Textauszug:
▬▬▬

Im letzten Konzert der Lübecker Philharmoniker (24./25.11.24), diesmal von dem stellvertretenden GMD Takahiro Nagasaki geleitet, war der erste Teil der Querflöte gewidmet. Lange Zeit schon wurde ihr nicht mehr so viel Aufmerksamkeit gezollt. Warum eigentlich, gehört sie doch schon seit den Anfängen der Orchestermusik im Barock zu einem der unabdingbaren Instrumente?
Ein Werk des Schweizers Frank Martin war ausgewählt, der in dieser Saison in drei Programmen zu seinem 50. Todestag im November 1974 geehrt wird. Es erklang seine „Ballade für Flöte, Streichorchester und Klavier“, 1939 zunächst als Werk nur für Flöte und Klavier entstanden. Zwei Jahre später erweiterte Martin es dann um ein Streichorchester, wobei das Klavier in einigen Partien weiterhin der wichtigste Partner des Soloinstrumentes blieb, so zum Beispiel gleich in dem ersten, ruhig erzählenden Abschnitt.

▬▬▬

Extrahierte Einträge:
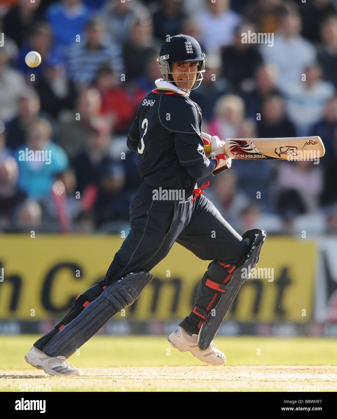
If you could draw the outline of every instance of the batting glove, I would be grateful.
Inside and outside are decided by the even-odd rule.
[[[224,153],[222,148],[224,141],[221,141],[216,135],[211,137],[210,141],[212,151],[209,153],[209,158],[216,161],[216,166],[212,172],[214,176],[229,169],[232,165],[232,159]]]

▬▬▬

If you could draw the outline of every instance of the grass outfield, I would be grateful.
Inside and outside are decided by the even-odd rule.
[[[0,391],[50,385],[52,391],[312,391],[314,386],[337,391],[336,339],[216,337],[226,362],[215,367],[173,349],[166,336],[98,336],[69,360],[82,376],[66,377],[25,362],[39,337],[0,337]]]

▬▬▬

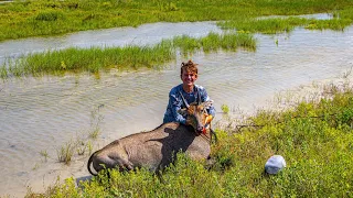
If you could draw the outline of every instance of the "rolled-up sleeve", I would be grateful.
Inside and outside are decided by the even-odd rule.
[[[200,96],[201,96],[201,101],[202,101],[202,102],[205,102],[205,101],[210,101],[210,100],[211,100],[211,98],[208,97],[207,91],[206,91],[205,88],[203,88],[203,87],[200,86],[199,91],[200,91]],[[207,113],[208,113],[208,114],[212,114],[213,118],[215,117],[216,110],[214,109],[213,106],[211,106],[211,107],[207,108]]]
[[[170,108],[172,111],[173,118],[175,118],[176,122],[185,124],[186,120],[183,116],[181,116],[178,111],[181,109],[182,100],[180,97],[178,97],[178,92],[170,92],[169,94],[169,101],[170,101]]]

▬▬▬

Deine Aufgaben:
1. Zitiere aus der Konzertbesprechung wörtlich den Abschnitt, der bei „Im letzten Konzert“ beginnt und bei „ruhig erzählenden Abschnitt.“ endet.
2. Welche Besetzungsteile nennt die Konzertbesprechung im Titel der Ballade von Frank Martin? Zähle sie alle auf.
3. Schreib die Konzertbesprechung im Anschluss an ihren letzten Satz weiter.
Die Einträge stammen aus einer anderen Quelle als die Konzertbesprechung.

Lösungen:
1.
Im letzten Konzert der Lübecker Philharmoniker (24./25.11.24), diesmal von dem stellvertretenden GMD Takahiro Nagasaki geleitet, war der erste Teil der Querflöte gewidmet. Lange Zeit schon wurde ihr nicht mehr so viel Aufmerksamkeit gezollt. Warum eigentlich, gehört sie doch schon seit den Anfängen der Orchestermusik im Barock zu einem der unabdingbaren Instrumente?
Ein Werk des Schweizers Frank Martin war ausgewählt, der in dieser Saison in drei Programmen zu seinem 50. Todestag im November 1974 geehrt wird. Es erklang seine „Ballade für Flöte, Streichorchester und Klavier“, 1939 zunächst als Werk nur für Flöte und Klavier entstanden. Zwei Jahre später erweiterte Martin es dann um ein Streichorchester, wobei das Klavier in einigen Partien weiterhin der wichtigste Partner des Soloinstrumentes blieb, so zum Beispiel gleich in dem ersten, ruhig erzählenden Abschnitt.

2. Flöte, Streichorchester, Klavier

3.
In dem klar gegliederten Werk, in dessen Mitte eine quasi kadenzierende Solopartie steht, nutzt der Komponist sehr farbig alle Register der Querflöte, im letzten, dem vierten Teil vor allem die sonore Tiefe, aus der sich dann aufbäumend das Finale entwickelt. Es ist ein gut aufzufassendes Werk, auch wenn die Melodik durch Arnolds Schönbergs 12-Ton-Technik beeinflusst ist, die aber nicht streng nachgeahmt wird.
Solist war der junge griechische Flötist Stathis Karapanos, der 2018 erst in Karlsruhe sein Diplom erworben hatte. Seitdem ist ihm eine vielseitige Karriere gelungen, die ihm u. a. 2020 den Leonard Bernstein Award des SHMF brachte. Als Pianistin wirkte Magda Amara mit, eine Meisterschülerin von Stefan Vladar. Im Januar 25 wird sie wie hier in einem der Sonderkonzerte zu Weinbergs Oper „Die Passagierin“ den Klavierpart übernehmen.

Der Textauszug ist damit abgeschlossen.